THE PROBLEM:
Restate all of the following data exactly, keeping any images out of the copy.
--- PROVIDED DATA ---
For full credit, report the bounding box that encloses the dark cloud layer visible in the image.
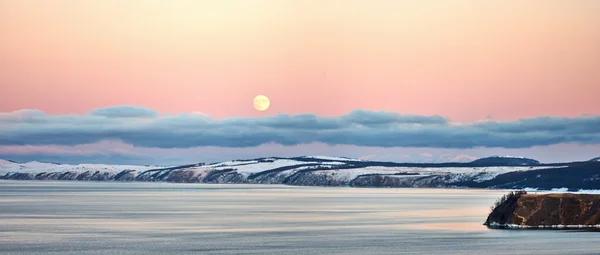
[1,106,598,149]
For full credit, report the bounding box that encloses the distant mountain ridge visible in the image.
[470,156,540,166]
[2,156,599,191]
[0,155,546,167]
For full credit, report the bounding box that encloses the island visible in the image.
[484,191,600,229]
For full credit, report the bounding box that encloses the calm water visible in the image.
[1,181,599,255]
---
SOLVED EXERCISE:
For full credit, report the bounding box that encloses the dark cloud layer visible in the image.
[1,106,598,149]
For full credit, report the bounding box that encloses the distant mountain ridge visible in the image.
[470,156,540,166]
[2,156,599,191]
[0,155,546,167]
For full credit, report the bounding box that encloses the island visible in the image.
[484,191,600,229]
For full credit, report the bounding box that encloses the calm water visible in the image.
[1,181,599,255]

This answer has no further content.